··· TEXTAUSZUG

Annegret Held: "Das Zimmermädchen"
"So, dann konnte ich ja jetzt endlich in die Neunzehn. Ich nahm mir Eimerchen und rosa Gummihandschuhe und frische Handtücher und meinen allgewaltigen Schlüsselbund. Dieses Geräusch liebte ich am meisten, das Geräusch des drehenden Schlüssels im friesischen Schloss, das Klacken, die Tür öffnete sich. Sesam, Sesam. Ich sah erst mal nicht viel. Es war alles dunkel, und eine eigenartige Schwüle lag in dem Zimmer. Es roch nach schwerem Parfüm und Räucherwerk und Körperausdünstungen und schwersten menschlichen Gefechten. Aber wie sollte der Doktor Wüller das alleine hinbringen, in der ersten Nacht auf Langeoog, eine solche Geruchsintensität und gleichzeitig schwüle Schwingungen wie nach einer schweren, arabischen Nacht? Ich stieß die Fensterläden auf und ließ Licht herein und sah die Verwüstung."

······
··· BEREITGESTELLTE DATEN

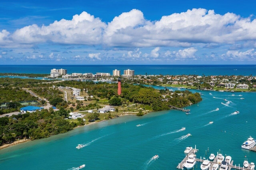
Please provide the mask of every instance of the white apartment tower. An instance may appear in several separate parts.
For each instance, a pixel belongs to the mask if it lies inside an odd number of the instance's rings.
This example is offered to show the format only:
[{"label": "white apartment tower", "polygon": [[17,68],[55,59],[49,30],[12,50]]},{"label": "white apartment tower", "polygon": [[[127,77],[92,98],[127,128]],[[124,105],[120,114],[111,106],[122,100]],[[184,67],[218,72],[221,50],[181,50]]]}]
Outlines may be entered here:
[{"label": "white apartment tower", "polygon": [[113,70],[113,76],[120,76],[121,72],[120,70],[115,69]]}]

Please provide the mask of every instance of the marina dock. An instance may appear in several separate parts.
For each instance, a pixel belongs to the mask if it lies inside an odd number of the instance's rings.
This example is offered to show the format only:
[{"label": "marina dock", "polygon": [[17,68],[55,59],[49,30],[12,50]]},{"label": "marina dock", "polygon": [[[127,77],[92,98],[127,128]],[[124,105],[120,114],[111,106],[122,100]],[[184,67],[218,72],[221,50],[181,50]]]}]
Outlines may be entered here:
[{"label": "marina dock", "polygon": [[[198,149],[192,149],[190,152],[187,155],[186,155],[185,158],[181,161],[181,162],[178,164],[178,166],[177,166],[177,168],[180,169],[184,169],[184,165],[186,163],[186,161],[188,160],[188,156],[190,155],[191,154],[195,154],[196,152],[197,152],[198,151]],[[215,158],[213,161],[210,161],[210,162],[211,164],[211,165],[210,167],[210,169],[211,169],[212,168],[212,166],[214,164],[218,164],[217,162],[217,160],[218,158],[217,156],[215,157]],[[205,159],[196,158],[196,162],[202,162]],[[228,170],[230,170],[232,169],[235,169],[235,170],[250,170],[250,164],[249,164],[249,166],[247,168],[244,168],[242,166],[240,166],[240,165],[236,166],[236,164],[235,165],[233,165],[234,160],[232,160],[230,162],[230,164],[228,164],[227,166],[228,167]],[[220,166],[221,165],[220,164],[218,164],[219,166]]]}]

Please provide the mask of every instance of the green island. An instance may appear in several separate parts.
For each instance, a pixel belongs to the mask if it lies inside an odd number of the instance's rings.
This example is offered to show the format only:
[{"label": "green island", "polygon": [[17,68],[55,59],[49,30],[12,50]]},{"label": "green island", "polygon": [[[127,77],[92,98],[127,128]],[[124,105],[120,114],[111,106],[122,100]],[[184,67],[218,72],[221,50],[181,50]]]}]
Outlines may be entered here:
[{"label": "green island", "polygon": [[[136,82],[122,80],[122,94],[118,95],[116,83],[0,78],[0,115],[18,113],[0,117],[0,145],[46,138],[123,115],[142,116],[150,111],[170,109],[170,106],[182,108],[202,100],[198,93],[171,91],[166,88],[158,90],[134,84]],[[74,88],[79,89],[80,96],[84,99],[75,98]],[[27,106],[46,107],[31,113],[19,113],[21,108]],[[114,111],[98,111],[110,106]],[[70,113],[78,112],[82,117],[70,118]]]}]

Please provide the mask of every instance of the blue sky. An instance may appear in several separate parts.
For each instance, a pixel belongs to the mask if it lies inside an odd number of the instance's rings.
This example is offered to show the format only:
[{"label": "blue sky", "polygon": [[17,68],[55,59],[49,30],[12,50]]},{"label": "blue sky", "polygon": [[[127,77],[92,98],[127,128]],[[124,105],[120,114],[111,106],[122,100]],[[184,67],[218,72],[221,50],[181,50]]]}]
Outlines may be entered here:
[{"label": "blue sky", "polygon": [[255,0],[93,1],[1,1],[0,64],[256,64]]}]

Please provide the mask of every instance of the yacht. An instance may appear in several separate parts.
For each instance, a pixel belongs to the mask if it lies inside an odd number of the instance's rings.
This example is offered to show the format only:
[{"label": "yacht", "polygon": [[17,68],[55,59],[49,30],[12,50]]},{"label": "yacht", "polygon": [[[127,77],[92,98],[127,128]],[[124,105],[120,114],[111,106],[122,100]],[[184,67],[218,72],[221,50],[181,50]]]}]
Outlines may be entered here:
[{"label": "yacht", "polygon": [[248,162],[247,160],[245,160],[243,164],[244,164],[244,168],[247,168],[248,166],[249,166],[249,162]]},{"label": "yacht", "polygon": [[156,155],[155,155],[154,156],[153,156],[152,157],[152,158],[153,159],[157,159],[159,157],[159,156],[158,156],[158,154],[156,154]]},{"label": "yacht", "polygon": [[184,167],[187,170],[190,170],[193,168],[196,164],[196,155],[194,154],[191,154],[188,156],[188,160],[184,164]]},{"label": "yacht", "polygon": [[213,160],[215,158],[215,155],[213,153],[211,153],[211,154],[210,155],[210,156],[209,156],[209,159],[210,160]]},{"label": "yacht", "polygon": [[217,162],[218,164],[221,164],[221,162],[224,160],[224,157],[222,154],[219,153],[217,156]]},{"label": "yacht", "polygon": [[204,160],[203,162],[203,163],[201,164],[200,168],[202,170],[206,170],[209,169],[211,164],[210,163],[210,160]]},{"label": "yacht", "polygon": [[184,153],[186,154],[188,154],[188,153],[190,152],[193,149],[192,147],[187,147],[186,148],[186,149],[184,150]]},{"label": "yacht", "polygon": [[210,170],[217,170],[218,168],[219,168],[219,165],[217,164],[214,164],[212,165],[212,167]]},{"label": "yacht", "polygon": [[82,144],[78,144],[77,145],[77,147],[76,147],[76,148],[77,149],[80,149],[82,148],[83,148],[84,147],[84,146],[83,146],[82,145]]},{"label": "yacht", "polygon": [[228,165],[229,165],[231,162],[232,158],[231,156],[227,156],[226,157],[225,161],[227,162],[227,164],[228,164]]},{"label": "yacht", "polygon": [[85,167],[85,165],[84,164],[83,165],[82,165],[78,167],[79,169],[82,168],[84,168]]},{"label": "yacht", "polygon": [[220,167],[220,170],[228,170],[228,166],[227,162],[224,160],[221,162],[221,165]]},{"label": "yacht", "polygon": [[244,149],[250,150],[255,146],[255,145],[256,145],[255,140],[250,136],[246,141],[244,142],[241,147]]}]

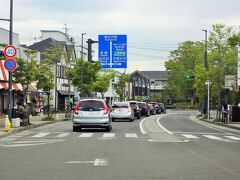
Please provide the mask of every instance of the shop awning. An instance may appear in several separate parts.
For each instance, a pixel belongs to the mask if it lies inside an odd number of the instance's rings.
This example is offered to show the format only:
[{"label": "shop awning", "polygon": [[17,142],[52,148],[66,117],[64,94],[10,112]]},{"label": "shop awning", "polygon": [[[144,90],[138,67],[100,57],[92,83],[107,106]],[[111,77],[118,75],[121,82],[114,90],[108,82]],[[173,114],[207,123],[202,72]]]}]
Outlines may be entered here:
[{"label": "shop awning", "polygon": [[[0,89],[8,89],[8,77],[9,72],[4,67],[4,60],[0,61],[0,80],[3,82],[0,82]],[[16,91],[22,91],[22,85],[20,83],[13,83],[12,89]]]},{"label": "shop awning", "polygon": [[[0,82],[0,89],[8,89],[8,82]],[[13,83],[12,89],[16,91],[22,91],[22,85],[20,83]]]},{"label": "shop awning", "polygon": [[[68,91],[62,91],[62,90],[58,90],[58,93],[63,95],[63,96],[68,96]],[[74,96],[74,92],[70,91],[70,95]]]}]

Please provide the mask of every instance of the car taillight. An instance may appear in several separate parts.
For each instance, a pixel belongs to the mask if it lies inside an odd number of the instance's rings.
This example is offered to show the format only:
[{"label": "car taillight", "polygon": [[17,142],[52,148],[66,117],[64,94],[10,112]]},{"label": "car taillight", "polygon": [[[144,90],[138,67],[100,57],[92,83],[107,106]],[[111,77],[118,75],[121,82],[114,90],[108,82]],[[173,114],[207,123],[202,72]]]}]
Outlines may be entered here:
[{"label": "car taillight", "polygon": [[136,105],[136,107],[137,107],[137,110],[139,111],[139,106],[138,106],[138,105]]},{"label": "car taillight", "polygon": [[74,111],[73,111],[74,114],[78,114],[79,107],[80,107],[80,102],[75,106]]},{"label": "car taillight", "polygon": [[105,106],[105,104],[102,102],[103,106],[103,114],[108,114],[108,108]]}]

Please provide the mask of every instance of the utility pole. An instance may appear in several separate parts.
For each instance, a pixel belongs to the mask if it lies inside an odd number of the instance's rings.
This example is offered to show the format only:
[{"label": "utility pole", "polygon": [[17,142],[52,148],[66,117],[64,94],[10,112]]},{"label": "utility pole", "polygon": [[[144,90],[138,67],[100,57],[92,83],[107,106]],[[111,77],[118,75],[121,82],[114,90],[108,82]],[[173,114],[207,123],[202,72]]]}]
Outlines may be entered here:
[{"label": "utility pole", "polygon": [[[208,54],[207,54],[207,30],[202,30],[205,32],[205,48],[204,48],[204,64],[205,64],[205,69],[208,71]],[[205,93],[205,99],[204,99],[204,105],[203,105],[203,114],[206,117],[208,112],[208,96],[207,96],[207,91]]]},{"label": "utility pole", "polygon": [[88,61],[92,62],[92,44],[93,43],[98,43],[98,41],[94,41],[92,39],[88,39],[87,40],[87,44],[88,44]]},{"label": "utility pole", "polygon": [[83,69],[84,69],[83,68],[83,36],[85,34],[87,34],[87,33],[81,34],[82,35],[82,43],[81,43],[81,91],[80,91],[81,95],[80,95],[80,97],[83,96]]},{"label": "utility pole", "polygon": [[[10,0],[10,18],[0,19],[2,21],[9,21],[9,45],[13,44],[13,0]],[[12,71],[9,71],[8,79],[8,118],[12,124]]]}]

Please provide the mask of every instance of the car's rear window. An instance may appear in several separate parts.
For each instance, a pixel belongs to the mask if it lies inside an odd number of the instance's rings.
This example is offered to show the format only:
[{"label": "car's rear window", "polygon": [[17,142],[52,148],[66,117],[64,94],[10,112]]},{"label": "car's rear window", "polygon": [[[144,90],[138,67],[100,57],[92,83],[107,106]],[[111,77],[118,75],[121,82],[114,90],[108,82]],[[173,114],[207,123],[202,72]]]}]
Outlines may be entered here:
[{"label": "car's rear window", "polygon": [[153,104],[148,104],[149,107],[153,107]]},{"label": "car's rear window", "polygon": [[145,107],[144,103],[138,103],[138,106],[140,106],[141,108]]},{"label": "car's rear window", "polygon": [[128,108],[128,103],[114,103],[112,108]]},{"label": "car's rear window", "polygon": [[79,110],[100,111],[100,110],[103,110],[103,105],[101,101],[95,101],[95,100],[81,101]]},{"label": "car's rear window", "polygon": [[130,103],[130,106],[135,109],[135,108],[137,108],[137,103],[131,102],[131,103]]}]

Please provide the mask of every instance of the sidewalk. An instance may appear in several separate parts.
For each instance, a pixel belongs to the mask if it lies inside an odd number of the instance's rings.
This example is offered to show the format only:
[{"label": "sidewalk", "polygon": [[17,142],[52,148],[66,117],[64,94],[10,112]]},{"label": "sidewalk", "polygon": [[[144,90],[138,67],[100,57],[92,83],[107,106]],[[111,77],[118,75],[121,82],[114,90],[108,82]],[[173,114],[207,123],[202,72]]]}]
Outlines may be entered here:
[{"label": "sidewalk", "polygon": [[240,122],[222,123],[221,121],[216,121],[216,115],[217,115],[216,111],[210,111],[210,119],[201,119],[201,120],[212,123],[212,124],[217,124],[217,125],[220,125],[220,126],[225,126],[225,127],[229,127],[229,128],[232,128],[232,129],[240,130]]},{"label": "sidewalk", "polygon": [[5,115],[0,115],[0,138],[7,136],[12,133],[17,133],[20,131],[24,131],[26,129],[31,129],[39,126],[44,126],[47,124],[59,122],[59,121],[64,121],[67,120],[65,119],[65,114],[64,113],[58,113],[58,114],[53,114],[53,117],[55,118],[54,121],[42,121],[42,119],[46,117],[46,115],[43,116],[30,116],[30,126],[20,126],[17,128],[12,128],[10,132],[6,132],[4,130],[4,125],[5,125]]}]

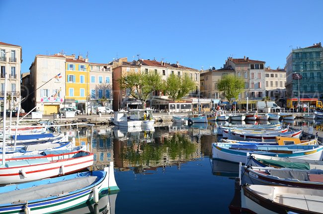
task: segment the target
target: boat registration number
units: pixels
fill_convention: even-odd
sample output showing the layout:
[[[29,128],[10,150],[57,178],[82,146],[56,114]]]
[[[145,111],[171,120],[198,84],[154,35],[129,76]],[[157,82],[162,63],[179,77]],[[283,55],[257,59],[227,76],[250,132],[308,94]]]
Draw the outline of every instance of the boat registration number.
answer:
[[[256,174],[254,174],[254,173],[252,173],[251,172],[249,172],[249,175],[250,176],[252,176],[252,177],[254,177],[254,178],[258,178],[258,176],[257,176],[257,175],[256,175]]]

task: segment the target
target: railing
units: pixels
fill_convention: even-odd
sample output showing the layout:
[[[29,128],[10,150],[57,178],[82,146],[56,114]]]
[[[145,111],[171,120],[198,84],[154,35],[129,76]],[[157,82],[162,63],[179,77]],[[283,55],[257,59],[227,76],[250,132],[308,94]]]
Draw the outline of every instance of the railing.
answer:
[[[9,62],[17,62],[17,58],[16,58],[10,57],[9,58]]]
[[[3,97],[4,95],[4,92],[0,92],[0,97],[1,96]],[[18,92],[17,91],[8,91],[7,92],[7,96],[8,95],[11,95],[12,96],[20,96],[20,92]]]

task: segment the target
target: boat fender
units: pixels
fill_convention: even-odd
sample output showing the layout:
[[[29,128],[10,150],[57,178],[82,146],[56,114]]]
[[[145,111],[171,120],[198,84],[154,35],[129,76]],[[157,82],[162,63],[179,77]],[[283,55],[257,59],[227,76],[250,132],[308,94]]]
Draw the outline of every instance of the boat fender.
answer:
[[[64,165],[62,165],[61,166],[60,170],[60,170],[61,171],[61,174],[62,174],[64,175],[65,174],[65,173],[64,173]]]
[[[24,212],[25,212],[25,214],[30,214],[31,213],[30,211],[30,208],[28,207],[28,203],[26,204],[26,205],[25,205]]]
[[[99,189],[97,187],[93,188],[93,201],[95,204],[99,203]]]
[[[22,169],[20,170],[19,173],[23,176],[24,178],[27,178],[27,174],[25,172],[23,171]]]

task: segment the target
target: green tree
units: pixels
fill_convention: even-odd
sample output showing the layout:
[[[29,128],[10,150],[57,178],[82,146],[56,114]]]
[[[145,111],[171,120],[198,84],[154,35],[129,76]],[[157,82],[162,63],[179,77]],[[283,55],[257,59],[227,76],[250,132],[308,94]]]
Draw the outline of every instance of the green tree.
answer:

······

AUFGABENZIEL> Bitte gib den Textauszug oben vollständig und Wort für Wort wieder.

ERWARTETE ANTWORT>
Annegret Held: "Das Zimmermädchen"
"So, dann konnte ich ja jetzt endlich in die Neunzehn. Ich nahm mir Eimerchen und rosa Gummihandschuhe und frische Handtücher und meinen allgewaltigen Schlüsselbund. Dieses Geräusch liebte ich am meisten, das Geräusch des drehenden Schlüssels im friesischen Schloss, das Klacken, die Tür öffnete sich. Sesam, Sesam. Ich sah erst mal nicht viel. Es war alles dunkel, und eine eigenartige Schwüle lag in dem Zimmer. Es roch nach schwerem Parfüm und Räucherwerk und Körperausdünstungen und schwersten menschlichen Gefechten. Aber wie sollte der Doktor Wüller das alleine hinbringen, in der ersten Nacht auf Langeoog, eine solche Geruchsintensität und gleichzeitig schwüle Schwingungen wie nach einer schweren, arabischen Nacht? Ich stieß die Fensterläden auf und ließ Licht herein und sah die Verwüstung."